§ **Problem to work on**: Set down the lines exactly as they appear, starting at the line that contains "the red stripe" and continuing through the final line.

(Raw records)
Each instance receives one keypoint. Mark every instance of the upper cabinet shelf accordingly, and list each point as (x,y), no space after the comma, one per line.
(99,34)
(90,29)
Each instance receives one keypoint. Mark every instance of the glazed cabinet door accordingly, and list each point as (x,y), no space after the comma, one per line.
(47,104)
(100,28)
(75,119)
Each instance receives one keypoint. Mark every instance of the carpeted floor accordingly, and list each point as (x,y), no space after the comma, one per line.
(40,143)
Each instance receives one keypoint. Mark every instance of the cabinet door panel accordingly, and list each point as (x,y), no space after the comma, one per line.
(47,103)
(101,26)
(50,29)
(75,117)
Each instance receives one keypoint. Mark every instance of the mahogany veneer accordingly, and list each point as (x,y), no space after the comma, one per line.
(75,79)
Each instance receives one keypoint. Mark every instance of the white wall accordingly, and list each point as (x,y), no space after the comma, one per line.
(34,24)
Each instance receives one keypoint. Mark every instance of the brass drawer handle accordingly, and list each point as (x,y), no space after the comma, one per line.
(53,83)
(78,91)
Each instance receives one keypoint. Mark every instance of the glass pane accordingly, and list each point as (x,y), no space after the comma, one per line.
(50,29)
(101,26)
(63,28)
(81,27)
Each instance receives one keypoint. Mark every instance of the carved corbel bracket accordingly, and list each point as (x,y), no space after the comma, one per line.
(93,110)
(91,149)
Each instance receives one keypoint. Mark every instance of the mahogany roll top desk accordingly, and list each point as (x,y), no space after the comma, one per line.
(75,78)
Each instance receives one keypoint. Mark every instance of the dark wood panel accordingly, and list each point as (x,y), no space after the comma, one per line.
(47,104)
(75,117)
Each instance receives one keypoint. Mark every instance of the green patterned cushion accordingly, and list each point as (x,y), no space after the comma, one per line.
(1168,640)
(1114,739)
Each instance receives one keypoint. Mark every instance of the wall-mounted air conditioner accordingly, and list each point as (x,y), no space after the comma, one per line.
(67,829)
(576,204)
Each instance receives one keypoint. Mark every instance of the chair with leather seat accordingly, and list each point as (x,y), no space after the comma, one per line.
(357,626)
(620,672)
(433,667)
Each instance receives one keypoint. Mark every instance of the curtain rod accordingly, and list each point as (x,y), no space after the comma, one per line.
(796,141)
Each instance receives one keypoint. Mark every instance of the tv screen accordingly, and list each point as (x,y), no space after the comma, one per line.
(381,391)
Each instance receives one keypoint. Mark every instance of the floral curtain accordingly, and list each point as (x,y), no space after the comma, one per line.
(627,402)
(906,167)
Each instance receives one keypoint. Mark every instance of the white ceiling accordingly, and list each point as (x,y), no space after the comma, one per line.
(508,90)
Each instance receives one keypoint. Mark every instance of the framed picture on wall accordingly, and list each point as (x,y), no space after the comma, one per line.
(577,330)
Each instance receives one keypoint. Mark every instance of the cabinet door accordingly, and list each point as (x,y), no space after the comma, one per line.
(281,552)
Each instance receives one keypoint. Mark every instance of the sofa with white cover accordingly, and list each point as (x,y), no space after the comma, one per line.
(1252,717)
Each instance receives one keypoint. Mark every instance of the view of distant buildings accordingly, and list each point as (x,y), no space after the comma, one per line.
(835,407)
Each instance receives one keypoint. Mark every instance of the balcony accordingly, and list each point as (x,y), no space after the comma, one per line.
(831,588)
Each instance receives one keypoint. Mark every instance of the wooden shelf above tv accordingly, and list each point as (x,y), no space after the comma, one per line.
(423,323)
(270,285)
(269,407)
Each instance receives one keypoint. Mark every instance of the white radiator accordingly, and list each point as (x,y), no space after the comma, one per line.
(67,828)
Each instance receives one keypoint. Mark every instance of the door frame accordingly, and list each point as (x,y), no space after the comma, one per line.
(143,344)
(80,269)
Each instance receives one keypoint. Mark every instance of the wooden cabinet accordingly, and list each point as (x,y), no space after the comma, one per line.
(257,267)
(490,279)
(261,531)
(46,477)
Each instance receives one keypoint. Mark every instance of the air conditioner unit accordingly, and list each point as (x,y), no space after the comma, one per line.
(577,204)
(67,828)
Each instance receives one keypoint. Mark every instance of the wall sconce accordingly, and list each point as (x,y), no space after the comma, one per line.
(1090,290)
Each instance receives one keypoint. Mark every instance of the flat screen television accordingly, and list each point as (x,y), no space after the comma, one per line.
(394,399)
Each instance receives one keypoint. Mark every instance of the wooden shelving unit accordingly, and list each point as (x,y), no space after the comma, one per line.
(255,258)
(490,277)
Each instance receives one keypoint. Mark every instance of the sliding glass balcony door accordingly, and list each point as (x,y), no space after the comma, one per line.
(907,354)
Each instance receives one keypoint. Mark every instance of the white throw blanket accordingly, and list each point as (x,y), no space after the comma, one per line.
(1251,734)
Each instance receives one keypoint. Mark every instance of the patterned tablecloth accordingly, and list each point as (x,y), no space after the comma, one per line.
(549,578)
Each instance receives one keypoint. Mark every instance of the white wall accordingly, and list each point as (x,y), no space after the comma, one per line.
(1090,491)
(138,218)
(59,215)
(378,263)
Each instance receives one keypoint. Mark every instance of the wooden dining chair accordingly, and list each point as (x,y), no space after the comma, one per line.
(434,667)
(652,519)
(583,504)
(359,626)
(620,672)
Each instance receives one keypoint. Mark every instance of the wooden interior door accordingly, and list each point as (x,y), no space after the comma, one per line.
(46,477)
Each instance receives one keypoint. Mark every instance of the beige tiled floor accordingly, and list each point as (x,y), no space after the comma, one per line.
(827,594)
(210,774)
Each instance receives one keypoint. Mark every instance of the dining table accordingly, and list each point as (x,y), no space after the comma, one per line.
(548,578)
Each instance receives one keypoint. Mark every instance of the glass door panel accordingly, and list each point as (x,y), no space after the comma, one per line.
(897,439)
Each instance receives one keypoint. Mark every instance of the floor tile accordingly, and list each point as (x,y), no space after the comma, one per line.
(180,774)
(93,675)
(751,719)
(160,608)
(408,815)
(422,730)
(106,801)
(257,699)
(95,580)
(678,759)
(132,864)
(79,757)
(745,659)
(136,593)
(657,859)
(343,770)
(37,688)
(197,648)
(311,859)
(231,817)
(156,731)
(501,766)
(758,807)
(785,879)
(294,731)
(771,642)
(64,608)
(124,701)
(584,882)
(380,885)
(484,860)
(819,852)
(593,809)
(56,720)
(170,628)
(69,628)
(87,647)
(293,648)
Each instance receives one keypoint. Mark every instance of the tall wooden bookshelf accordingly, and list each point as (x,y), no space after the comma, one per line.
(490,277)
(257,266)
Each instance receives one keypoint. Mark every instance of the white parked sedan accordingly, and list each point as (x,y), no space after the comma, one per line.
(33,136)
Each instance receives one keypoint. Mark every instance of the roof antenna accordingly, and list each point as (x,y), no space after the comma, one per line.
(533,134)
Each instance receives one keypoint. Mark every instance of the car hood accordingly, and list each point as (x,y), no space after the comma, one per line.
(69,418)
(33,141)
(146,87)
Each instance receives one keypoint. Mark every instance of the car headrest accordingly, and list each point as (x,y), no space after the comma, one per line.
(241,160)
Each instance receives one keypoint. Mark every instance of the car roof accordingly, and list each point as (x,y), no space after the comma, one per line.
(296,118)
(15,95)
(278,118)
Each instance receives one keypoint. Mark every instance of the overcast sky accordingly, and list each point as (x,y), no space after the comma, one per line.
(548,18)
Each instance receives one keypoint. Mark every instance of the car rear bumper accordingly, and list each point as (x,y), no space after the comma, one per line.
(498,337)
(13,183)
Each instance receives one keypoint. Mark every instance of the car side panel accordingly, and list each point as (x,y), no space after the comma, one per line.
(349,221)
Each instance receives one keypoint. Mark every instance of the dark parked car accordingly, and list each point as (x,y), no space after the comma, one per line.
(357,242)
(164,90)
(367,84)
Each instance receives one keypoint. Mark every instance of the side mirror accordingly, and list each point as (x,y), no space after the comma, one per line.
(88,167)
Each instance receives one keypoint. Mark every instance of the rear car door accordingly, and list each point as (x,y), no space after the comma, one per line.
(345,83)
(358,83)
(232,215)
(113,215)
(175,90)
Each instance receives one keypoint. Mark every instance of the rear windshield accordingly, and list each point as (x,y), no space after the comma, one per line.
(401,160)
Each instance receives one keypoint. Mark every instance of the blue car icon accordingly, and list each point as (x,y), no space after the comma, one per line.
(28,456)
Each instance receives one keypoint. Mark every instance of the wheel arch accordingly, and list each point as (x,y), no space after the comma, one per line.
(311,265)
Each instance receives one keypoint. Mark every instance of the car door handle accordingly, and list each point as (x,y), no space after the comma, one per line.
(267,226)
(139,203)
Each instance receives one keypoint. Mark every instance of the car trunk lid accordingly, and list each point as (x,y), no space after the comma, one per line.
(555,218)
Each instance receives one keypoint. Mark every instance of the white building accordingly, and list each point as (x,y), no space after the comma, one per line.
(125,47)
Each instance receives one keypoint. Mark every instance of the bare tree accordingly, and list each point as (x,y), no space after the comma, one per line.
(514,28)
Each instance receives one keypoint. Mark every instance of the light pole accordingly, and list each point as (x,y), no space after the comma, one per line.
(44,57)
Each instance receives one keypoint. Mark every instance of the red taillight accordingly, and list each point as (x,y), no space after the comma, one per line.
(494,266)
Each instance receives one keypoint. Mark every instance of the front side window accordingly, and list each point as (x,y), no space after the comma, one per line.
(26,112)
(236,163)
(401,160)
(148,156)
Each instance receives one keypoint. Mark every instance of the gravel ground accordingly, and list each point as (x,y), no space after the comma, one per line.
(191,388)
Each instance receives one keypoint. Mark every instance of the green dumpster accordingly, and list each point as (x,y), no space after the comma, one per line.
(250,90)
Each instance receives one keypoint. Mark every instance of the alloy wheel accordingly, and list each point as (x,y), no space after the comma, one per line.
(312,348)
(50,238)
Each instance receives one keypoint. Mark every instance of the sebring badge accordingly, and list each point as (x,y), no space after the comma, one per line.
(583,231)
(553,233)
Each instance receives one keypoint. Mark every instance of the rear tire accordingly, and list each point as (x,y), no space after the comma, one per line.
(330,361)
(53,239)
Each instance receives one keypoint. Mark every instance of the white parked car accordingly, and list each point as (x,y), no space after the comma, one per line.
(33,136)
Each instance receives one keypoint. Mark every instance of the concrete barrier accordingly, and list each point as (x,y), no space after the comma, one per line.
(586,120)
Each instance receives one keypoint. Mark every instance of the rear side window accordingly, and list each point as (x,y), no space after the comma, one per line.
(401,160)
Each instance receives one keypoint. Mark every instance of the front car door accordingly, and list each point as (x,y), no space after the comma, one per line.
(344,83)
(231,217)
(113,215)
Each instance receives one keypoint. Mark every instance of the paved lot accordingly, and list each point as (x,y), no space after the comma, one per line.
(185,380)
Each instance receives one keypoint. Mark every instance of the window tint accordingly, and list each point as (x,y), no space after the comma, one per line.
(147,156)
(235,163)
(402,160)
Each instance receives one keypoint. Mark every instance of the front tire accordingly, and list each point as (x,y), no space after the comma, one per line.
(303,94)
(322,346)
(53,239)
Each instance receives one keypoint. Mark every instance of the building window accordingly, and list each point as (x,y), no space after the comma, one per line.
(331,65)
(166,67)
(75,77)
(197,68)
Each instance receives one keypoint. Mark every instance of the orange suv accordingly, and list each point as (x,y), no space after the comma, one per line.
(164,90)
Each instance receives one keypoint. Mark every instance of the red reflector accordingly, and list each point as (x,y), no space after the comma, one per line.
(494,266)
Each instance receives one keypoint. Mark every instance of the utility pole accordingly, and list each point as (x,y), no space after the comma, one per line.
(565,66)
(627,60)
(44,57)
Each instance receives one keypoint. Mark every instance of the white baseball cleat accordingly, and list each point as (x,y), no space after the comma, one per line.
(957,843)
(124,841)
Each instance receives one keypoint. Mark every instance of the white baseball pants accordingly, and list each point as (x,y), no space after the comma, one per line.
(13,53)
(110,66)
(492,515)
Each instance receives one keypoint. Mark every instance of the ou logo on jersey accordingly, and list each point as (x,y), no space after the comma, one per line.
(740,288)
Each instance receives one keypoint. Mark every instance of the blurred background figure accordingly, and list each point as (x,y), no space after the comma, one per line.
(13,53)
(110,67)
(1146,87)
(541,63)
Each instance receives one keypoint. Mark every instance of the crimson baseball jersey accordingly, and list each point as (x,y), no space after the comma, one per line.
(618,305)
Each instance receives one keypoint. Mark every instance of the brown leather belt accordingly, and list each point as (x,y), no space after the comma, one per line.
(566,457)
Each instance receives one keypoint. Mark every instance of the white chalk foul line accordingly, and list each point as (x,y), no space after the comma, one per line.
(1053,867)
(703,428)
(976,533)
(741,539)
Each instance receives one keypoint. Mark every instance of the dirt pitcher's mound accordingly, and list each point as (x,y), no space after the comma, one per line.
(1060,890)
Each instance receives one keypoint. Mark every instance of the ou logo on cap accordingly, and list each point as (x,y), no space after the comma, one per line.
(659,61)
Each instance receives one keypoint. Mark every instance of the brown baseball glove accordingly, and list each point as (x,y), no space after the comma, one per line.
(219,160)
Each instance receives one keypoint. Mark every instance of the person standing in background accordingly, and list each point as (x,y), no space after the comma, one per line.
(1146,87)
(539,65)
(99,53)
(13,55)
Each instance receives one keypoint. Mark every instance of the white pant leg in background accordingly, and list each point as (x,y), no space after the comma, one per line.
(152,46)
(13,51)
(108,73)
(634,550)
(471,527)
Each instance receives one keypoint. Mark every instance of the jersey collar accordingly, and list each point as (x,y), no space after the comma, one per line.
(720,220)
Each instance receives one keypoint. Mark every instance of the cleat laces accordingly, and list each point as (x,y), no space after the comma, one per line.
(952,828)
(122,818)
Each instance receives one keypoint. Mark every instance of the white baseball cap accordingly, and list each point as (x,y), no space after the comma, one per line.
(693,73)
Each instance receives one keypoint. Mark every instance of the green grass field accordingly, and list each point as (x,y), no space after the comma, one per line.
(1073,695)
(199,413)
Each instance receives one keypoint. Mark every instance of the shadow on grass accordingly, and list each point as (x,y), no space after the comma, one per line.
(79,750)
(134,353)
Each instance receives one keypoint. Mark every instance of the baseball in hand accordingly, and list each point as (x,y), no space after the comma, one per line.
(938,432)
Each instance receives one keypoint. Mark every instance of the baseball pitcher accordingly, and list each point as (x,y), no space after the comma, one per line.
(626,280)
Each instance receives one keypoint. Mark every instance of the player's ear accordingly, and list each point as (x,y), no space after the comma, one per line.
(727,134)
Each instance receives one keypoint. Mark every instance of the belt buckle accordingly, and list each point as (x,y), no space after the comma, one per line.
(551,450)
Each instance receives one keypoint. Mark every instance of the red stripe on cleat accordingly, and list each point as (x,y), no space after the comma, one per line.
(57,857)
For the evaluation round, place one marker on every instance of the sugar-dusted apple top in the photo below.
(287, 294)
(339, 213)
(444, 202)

§ **Solution below**:
Each instance receives one keypoint. Mark every instance of the red stripe on cleat accordingly, and list each point as (x,y), no space after the comma, one per line.
(57,857)
For the evaluation round, place one marker on every instance of the sugar-dusted apple top in the photo below.
(287, 294)
(339, 213)
(444, 202)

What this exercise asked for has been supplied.